Location identification items
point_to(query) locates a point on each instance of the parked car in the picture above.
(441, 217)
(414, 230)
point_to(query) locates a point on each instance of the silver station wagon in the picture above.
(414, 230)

Exercise brief: Write out all of the material above again, requests included, and shift every coordinate in the answers up by 25.

Answer to the problem:
point_to(query) locates a point on each instance of the parked car in the picture above.
(466, 242)
(439, 255)
point_to(query) locates a point on each instance of the silver station wagon in the picture above.
(439, 255)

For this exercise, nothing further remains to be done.